▶ EXERCISE AIM: Collect every line below that contains the string "ymin", and copy each one in full.

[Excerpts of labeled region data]

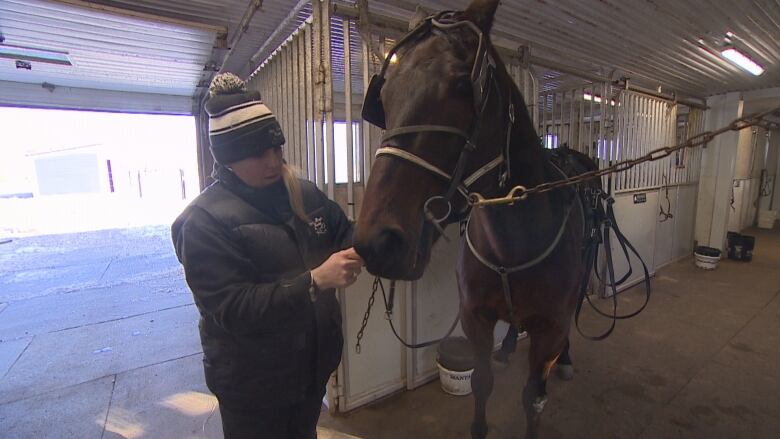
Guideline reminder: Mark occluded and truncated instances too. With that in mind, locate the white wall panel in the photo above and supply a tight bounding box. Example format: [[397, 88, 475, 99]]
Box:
[[338, 273, 408, 411], [653, 186, 678, 269], [0, 81, 192, 115], [672, 185, 698, 260], [407, 225, 463, 388], [610, 191, 658, 292]]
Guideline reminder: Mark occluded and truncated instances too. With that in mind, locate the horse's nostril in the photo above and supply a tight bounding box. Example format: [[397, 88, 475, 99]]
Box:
[[373, 228, 405, 257]]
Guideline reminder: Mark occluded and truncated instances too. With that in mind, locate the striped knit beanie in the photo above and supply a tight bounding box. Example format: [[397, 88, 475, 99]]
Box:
[[206, 73, 284, 165]]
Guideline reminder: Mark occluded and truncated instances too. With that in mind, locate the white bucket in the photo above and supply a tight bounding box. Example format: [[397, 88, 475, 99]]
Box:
[[758, 210, 777, 229], [436, 361, 474, 396], [693, 253, 720, 270]]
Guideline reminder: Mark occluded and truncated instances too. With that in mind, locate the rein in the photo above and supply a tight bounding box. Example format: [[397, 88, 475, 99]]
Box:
[[465, 162, 585, 325]]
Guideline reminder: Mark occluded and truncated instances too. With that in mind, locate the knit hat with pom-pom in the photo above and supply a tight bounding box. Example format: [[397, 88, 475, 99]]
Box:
[[206, 73, 284, 165]]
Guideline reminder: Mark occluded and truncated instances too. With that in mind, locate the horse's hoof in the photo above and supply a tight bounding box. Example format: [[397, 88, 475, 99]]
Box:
[[471, 422, 487, 439], [533, 396, 547, 414], [493, 351, 509, 370], [555, 364, 574, 381]]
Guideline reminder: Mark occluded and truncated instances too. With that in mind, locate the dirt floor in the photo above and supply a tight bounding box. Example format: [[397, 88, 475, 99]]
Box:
[[0, 226, 780, 439]]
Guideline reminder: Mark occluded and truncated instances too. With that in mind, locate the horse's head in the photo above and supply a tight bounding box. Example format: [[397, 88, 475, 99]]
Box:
[[355, 0, 522, 279]]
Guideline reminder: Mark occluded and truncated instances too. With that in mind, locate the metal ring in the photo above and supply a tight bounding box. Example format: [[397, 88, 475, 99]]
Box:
[[423, 195, 452, 223]]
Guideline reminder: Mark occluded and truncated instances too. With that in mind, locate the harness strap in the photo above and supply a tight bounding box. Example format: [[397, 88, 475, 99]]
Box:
[[574, 194, 651, 341], [498, 267, 515, 325], [375, 146, 504, 196], [382, 125, 469, 143], [464, 194, 576, 324], [375, 146, 452, 181]]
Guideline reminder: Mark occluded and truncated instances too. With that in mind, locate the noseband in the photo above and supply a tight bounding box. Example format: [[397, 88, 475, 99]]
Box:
[[362, 11, 514, 236]]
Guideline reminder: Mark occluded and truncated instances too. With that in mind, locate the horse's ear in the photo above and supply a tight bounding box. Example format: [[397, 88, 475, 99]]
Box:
[[409, 5, 431, 31], [465, 0, 500, 34]]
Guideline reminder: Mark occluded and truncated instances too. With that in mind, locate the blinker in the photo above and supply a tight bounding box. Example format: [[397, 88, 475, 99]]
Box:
[[361, 74, 386, 129]]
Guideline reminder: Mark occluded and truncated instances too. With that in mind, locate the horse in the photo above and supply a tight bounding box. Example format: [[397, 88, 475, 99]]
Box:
[[354, 0, 595, 439]]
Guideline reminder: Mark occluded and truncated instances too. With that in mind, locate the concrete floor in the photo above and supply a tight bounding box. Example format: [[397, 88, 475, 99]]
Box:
[[0, 227, 780, 439]]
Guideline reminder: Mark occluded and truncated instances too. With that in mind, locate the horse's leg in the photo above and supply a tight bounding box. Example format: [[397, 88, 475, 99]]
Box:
[[461, 309, 496, 439], [555, 337, 574, 381], [523, 328, 566, 439]]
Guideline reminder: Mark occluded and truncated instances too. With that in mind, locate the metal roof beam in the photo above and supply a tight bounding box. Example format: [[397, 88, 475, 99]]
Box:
[[52, 0, 227, 35]]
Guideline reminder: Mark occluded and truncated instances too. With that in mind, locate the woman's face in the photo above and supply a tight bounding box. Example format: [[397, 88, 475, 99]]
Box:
[[230, 146, 284, 189]]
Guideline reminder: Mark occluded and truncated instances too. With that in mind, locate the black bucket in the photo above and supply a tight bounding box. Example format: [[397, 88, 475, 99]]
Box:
[[726, 232, 756, 262], [694, 245, 720, 258], [437, 337, 474, 372]]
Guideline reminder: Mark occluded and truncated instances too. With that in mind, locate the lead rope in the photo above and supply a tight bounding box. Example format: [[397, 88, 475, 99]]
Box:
[[355, 276, 460, 354]]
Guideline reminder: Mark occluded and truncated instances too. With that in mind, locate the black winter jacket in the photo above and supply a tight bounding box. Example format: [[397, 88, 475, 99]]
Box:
[[172, 169, 352, 407]]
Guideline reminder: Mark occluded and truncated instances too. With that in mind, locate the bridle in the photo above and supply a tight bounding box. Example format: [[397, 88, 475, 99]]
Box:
[[362, 11, 514, 239]]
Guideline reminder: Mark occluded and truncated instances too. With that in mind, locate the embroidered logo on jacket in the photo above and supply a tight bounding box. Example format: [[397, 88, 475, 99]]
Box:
[[309, 216, 328, 235]]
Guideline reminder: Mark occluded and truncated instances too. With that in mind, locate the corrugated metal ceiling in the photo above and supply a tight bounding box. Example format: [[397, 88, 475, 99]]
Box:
[[0, 0, 216, 96], [92, 0, 314, 77], [0, 0, 780, 114], [362, 0, 780, 96]]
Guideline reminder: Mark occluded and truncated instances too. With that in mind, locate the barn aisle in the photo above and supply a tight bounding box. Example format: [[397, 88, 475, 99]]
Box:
[[320, 225, 780, 439]]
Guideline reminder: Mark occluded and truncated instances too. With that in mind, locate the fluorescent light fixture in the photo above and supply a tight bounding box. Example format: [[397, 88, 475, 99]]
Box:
[[720, 47, 764, 76], [582, 93, 615, 107], [0, 44, 73, 66], [582, 93, 601, 102]]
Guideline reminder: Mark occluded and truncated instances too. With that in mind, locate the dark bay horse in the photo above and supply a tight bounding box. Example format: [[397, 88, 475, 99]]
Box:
[[355, 0, 592, 438]]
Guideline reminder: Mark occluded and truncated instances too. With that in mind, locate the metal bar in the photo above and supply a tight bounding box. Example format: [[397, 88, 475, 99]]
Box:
[[637, 96, 647, 187], [295, 29, 309, 174], [360, 35, 374, 184], [249, 0, 311, 72], [281, 45, 296, 164], [303, 24, 317, 183], [292, 34, 303, 174], [285, 44, 299, 167], [322, 0, 336, 200], [550, 92, 557, 148], [568, 90, 577, 149], [344, 19, 355, 219], [219, 0, 263, 73], [588, 84, 596, 158], [647, 99, 662, 186], [575, 87, 588, 155], [625, 92, 636, 189], [542, 91, 550, 146], [312, 0, 325, 190]]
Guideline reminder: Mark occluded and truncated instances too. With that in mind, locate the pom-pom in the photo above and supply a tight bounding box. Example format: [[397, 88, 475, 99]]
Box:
[[209, 73, 246, 97]]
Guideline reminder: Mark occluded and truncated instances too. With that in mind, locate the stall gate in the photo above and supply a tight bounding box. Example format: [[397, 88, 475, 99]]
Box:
[[249, 0, 703, 411], [537, 74, 704, 286]]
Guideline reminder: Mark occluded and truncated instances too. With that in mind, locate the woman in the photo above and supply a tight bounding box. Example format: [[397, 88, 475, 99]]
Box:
[[172, 73, 363, 439]]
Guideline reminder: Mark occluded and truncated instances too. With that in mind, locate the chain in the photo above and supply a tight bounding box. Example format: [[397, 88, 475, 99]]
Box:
[[469, 107, 780, 207], [355, 277, 379, 354]]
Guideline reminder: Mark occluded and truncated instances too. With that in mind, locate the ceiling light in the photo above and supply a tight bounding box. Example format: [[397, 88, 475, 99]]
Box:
[[582, 93, 616, 107], [0, 44, 73, 66], [720, 47, 764, 76]]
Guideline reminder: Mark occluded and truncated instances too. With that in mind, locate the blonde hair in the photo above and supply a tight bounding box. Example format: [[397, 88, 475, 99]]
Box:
[[282, 163, 311, 223]]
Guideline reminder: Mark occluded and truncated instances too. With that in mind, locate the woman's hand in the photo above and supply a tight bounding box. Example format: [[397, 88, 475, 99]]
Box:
[[311, 247, 363, 290]]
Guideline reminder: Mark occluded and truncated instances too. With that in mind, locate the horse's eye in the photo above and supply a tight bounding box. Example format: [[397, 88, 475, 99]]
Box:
[[454, 77, 472, 97]]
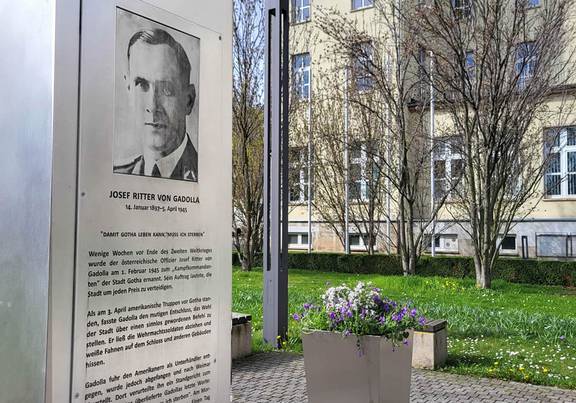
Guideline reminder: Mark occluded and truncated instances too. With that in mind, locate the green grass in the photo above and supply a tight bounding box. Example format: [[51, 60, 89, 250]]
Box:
[[233, 268, 576, 389]]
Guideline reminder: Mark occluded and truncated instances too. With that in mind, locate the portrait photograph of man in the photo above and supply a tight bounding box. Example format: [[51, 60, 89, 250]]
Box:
[[113, 9, 200, 182]]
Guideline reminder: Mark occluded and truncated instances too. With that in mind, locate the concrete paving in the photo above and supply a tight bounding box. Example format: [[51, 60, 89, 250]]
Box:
[[232, 352, 576, 403]]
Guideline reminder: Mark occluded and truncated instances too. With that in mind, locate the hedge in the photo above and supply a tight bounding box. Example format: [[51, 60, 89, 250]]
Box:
[[232, 252, 576, 287]]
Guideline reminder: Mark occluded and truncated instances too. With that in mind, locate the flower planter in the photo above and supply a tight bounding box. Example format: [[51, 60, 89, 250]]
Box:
[[302, 331, 412, 403]]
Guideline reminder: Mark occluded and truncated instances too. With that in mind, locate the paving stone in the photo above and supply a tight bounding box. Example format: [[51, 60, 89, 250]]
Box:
[[232, 352, 576, 403]]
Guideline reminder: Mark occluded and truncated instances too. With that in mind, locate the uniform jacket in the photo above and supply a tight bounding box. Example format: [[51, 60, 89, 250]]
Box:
[[114, 138, 198, 182]]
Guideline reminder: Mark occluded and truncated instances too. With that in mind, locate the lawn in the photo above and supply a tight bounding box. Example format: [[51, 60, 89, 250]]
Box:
[[233, 268, 576, 389]]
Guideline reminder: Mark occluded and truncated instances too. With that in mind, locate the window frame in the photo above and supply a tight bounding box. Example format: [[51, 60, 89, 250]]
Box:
[[498, 234, 518, 255], [348, 141, 369, 203], [426, 233, 460, 254], [451, 0, 472, 20], [288, 231, 310, 249], [292, 0, 312, 24], [514, 41, 538, 90], [288, 147, 310, 204], [352, 41, 374, 93], [433, 136, 465, 200], [543, 126, 576, 200], [350, 0, 374, 11], [292, 52, 312, 100]]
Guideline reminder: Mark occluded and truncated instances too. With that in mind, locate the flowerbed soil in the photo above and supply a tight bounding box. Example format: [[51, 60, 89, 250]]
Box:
[[233, 268, 576, 389]]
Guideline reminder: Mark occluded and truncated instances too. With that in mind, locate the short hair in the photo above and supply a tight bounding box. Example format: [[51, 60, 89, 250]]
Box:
[[128, 28, 191, 84]]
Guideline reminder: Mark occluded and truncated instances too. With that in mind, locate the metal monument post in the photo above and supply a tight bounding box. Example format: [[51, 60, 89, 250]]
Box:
[[263, 0, 289, 345]]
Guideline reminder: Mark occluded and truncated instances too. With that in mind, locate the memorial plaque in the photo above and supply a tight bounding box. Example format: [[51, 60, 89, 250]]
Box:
[[72, 0, 230, 403]]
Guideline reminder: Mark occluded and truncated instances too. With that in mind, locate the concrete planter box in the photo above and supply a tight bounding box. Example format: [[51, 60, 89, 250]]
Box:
[[302, 331, 412, 403]]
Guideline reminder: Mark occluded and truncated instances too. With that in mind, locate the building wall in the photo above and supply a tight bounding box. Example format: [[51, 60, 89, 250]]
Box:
[[290, 0, 576, 257]]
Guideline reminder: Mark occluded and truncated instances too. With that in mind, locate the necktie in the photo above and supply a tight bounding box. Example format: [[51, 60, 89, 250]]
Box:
[[152, 164, 162, 178]]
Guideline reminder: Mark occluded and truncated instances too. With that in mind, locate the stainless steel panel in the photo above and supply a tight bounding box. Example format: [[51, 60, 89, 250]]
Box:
[[72, 0, 231, 402], [0, 0, 54, 403]]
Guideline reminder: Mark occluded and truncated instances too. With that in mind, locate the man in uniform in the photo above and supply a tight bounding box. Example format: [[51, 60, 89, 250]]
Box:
[[114, 29, 198, 182]]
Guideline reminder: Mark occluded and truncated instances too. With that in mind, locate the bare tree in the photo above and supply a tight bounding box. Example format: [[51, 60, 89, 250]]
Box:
[[296, 76, 392, 254], [318, 0, 452, 275], [232, 0, 264, 270], [418, 0, 574, 288]]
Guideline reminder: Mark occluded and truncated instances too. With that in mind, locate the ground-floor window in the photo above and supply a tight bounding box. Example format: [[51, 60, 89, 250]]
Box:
[[288, 232, 308, 248], [427, 234, 458, 253]]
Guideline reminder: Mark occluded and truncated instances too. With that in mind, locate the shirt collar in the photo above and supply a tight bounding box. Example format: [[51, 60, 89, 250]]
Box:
[[144, 134, 188, 178]]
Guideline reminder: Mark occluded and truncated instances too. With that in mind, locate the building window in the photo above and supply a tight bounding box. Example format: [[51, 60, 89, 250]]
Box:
[[434, 136, 464, 199], [500, 234, 517, 254], [292, 53, 310, 99], [288, 232, 308, 248], [352, 0, 374, 10], [465, 51, 476, 81], [288, 147, 308, 203], [348, 141, 378, 201], [292, 0, 310, 22], [544, 127, 576, 197], [352, 42, 374, 92], [536, 233, 575, 257], [514, 42, 538, 89], [452, 0, 472, 18], [348, 234, 368, 251], [427, 234, 458, 253]]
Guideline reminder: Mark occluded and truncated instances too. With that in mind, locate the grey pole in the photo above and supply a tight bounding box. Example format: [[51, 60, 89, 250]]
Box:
[[430, 52, 436, 256], [386, 52, 392, 255], [307, 88, 312, 253], [344, 67, 350, 255], [263, 0, 289, 346]]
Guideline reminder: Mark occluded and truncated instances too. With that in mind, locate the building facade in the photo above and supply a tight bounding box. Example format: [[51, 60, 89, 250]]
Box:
[[289, 0, 576, 259]]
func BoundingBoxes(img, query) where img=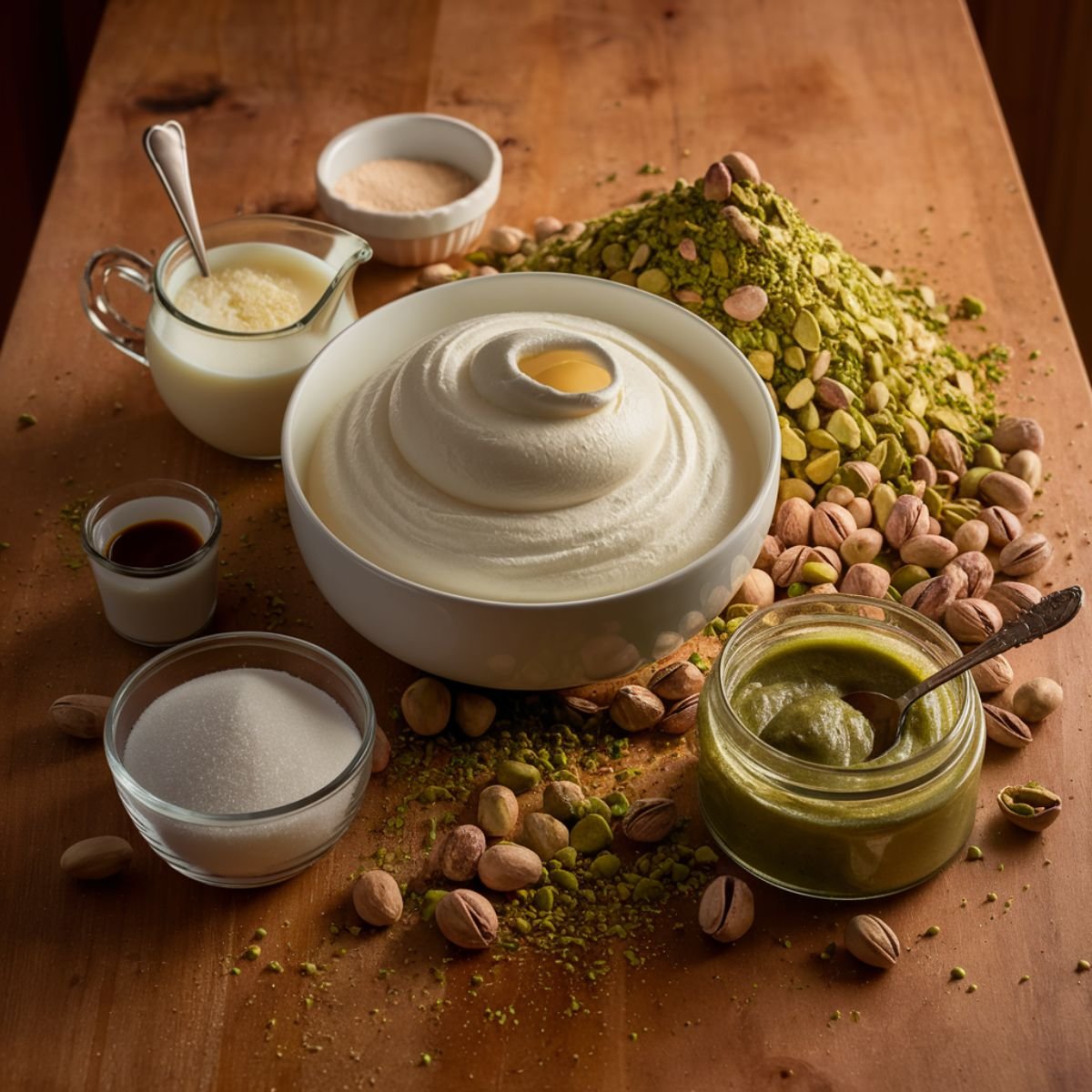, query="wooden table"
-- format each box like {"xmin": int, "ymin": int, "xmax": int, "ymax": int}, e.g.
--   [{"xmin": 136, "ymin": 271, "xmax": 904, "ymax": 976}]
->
[{"xmin": 0, "ymin": 0, "xmax": 1092, "ymax": 1092}]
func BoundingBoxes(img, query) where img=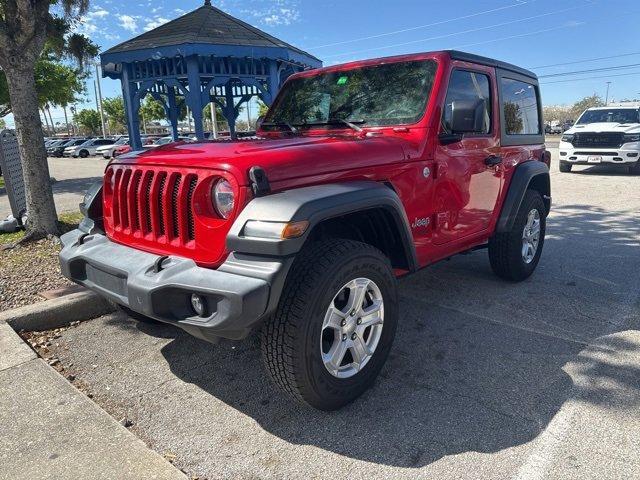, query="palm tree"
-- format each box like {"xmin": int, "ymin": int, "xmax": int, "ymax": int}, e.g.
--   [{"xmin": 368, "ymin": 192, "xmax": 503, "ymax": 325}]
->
[{"xmin": 0, "ymin": 0, "xmax": 98, "ymax": 239}]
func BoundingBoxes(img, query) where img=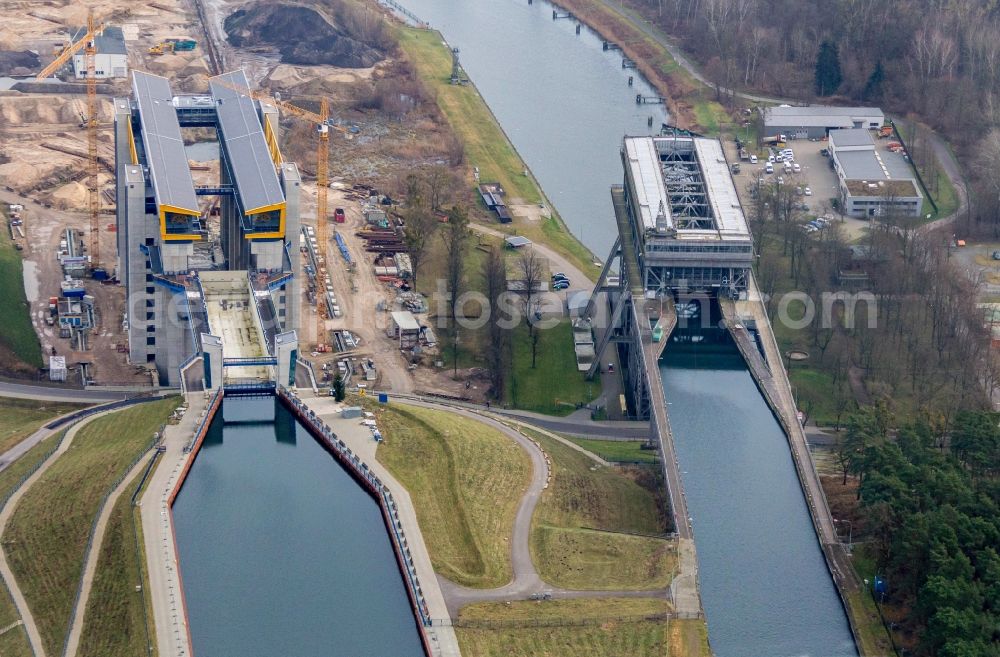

▶ RIGHT ANSWER:
-- format each box like {"xmin": int, "ymin": int, "xmax": int, "ymax": int}, e.g.
--   [{"xmin": 136, "ymin": 271, "xmax": 904, "ymax": 976}]
[{"xmin": 0, "ymin": 0, "xmax": 1092, "ymax": 1092}]
-- format each box like {"xmin": int, "ymin": int, "xmax": int, "ymax": int}, e.g.
--   [{"xmin": 368, "ymin": 192, "xmax": 503, "ymax": 325}]
[{"xmin": 0, "ymin": 0, "xmax": 98, "ymax": 239}]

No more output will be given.